§ Source document
# question...



## uniquelovdolce (Mar 10, 2010)

if dolce is completely potty trained and housebroken and is 15 months do i continue to leave him in the kitchen with the baby gate or can i leave him run of the house when we r not home ?


----------



## Snowbody (Jan 3, 2009)

All I can tell you is what we did. I let Tyler have run of the house when I felt he earned it. I did it in increments and when we were there first and then went on to when we were gone. He's good as gold in the apt and house when we leave him and will go into the other room for all his potty needs Tyler's never been destructive or mischievous so don't know if we're just lucky but I know when I used to own dogs, they did have run of the house.


----------



## Johita (Jul 10, 2009)

How does he do when you're home and you let him out? If he doesn't seem to get into much trouble when you're home, then give it a shot - leave him for a couple of hours (but make sure there is nothing on the floor that he may be curious about).


----------



## Bailey&Me (Mar 8, 2010)

Liza, Dolce and Bailey are the same age and I can tell you that I keep thinking I'll never be able to let that boy have the run of the house :w00t: He gets in to everything and anything...he chews on everything too so I can NOT trust him right now to have the run of the house while I'm gone. He actually doesnt have the run of the house even while I'm there. I still have to watch him like a hawk because if I don't, he will have something in his mouth. His puppy pen is my savior. I can't wait till he outgrows this stage!!!!! :w00t: He's also not 100% reliable with potty training yet either. Boy do I get the feeling I'm doing something wrong!! :blush:

Is Dolce well-behaved when you guys are home and he has the run of the house? If you do decide to leave him alone and let him have the run of the house, is your house completely puppy proofed (all wires out of the way, kids toys and anything else small he could swallow picked up off the floor, cabinets locked etc). Is there anything harmful he could get in to while you're gone?

§ Provided data
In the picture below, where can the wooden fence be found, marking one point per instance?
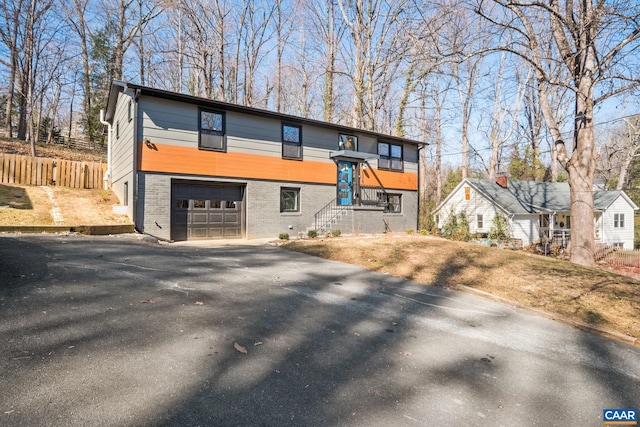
(618, 257)
(27, 170)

§ Tasks to complete
• a. Name every forum user who posts in the thread about giving a housebroken dog the run of the house.
• b. Extend the thread about giving a housebroken dog the run of the house, starting after its final post.

§ Exercise results
• a. uniquelovdolce, Snowbody, Johita, Bailey&Me

• b.
----------



## uniquelovdolce (Mar 10, 2010)

when we r home he is always out ever since like june and i got him in february. he is good im telling u he is after me all the time he hardly ever strays elsewhere only to use pee pad .. and he is not destructive either , he does have an obsession to uggs boots and sneakers ( he humps them ) and to the kids toys oh and toilet paper but other than that hes perfect.. i mean he doesnt seem to mind staying in the kitchen n i have the feeling he sleeps most of the day .. but i was just wondering if i should let him out .. are ur fluffs confined or crated when u are not home ?


----------



## harrysmom (Sep 28, 2007)

When we're home, the boys have the run of the downstairs. When we first got Teddy, we confined Harry and Teddy to the kitchen and dining room when we weren't home because he was a bit destructive and we were also worried about potty issues. As he got older, he got more reliable and we let the boys have the run of the downstairs even when we were gone. Now, Teddy is 3, and he's still a little wild. He will definitely take things off of the Christmas tree and chew them if I'm not home and he's bored. We also just got new furniture (still waiting for one chair to come in :angry and he loves to dig to China on my new sofa... which I'm not happy about... so once again the boys are gated in the dining room and kitchen when we aren't home. And, I don't think they mind at all... they run right into their beds when they see me move the gate. So, I guess it depends on the dog and the situation. If you want to try leaving him out, I would start by leaving him out when you run short errands and seeing how he does.


----------



## uniquelovdolce (Mar 10, 2010)

yes ive left him for a couple of min to run to the store and stuff and hes been fine . i guess ive always left him in the kitchen just in case.


----------



## munchkn8835 (May 23, 2010)

We keep Ollie in his crate when we are gone b/c he climbs over the gate that would keep him in the kitchen and den. Just not quite there with letting him have the run of the house when we're not here.


----------



## Dora's Mom (Nov 7, 2009)

Dora is a little explorer and eats anything she finds so she may always be in her pen when she's alone. I bet dolce is fine in the kitchen but if you want to you csn start leaving him alone for longer periods and see how he does


----------



## maltlovereileen (Jan 19, 2009)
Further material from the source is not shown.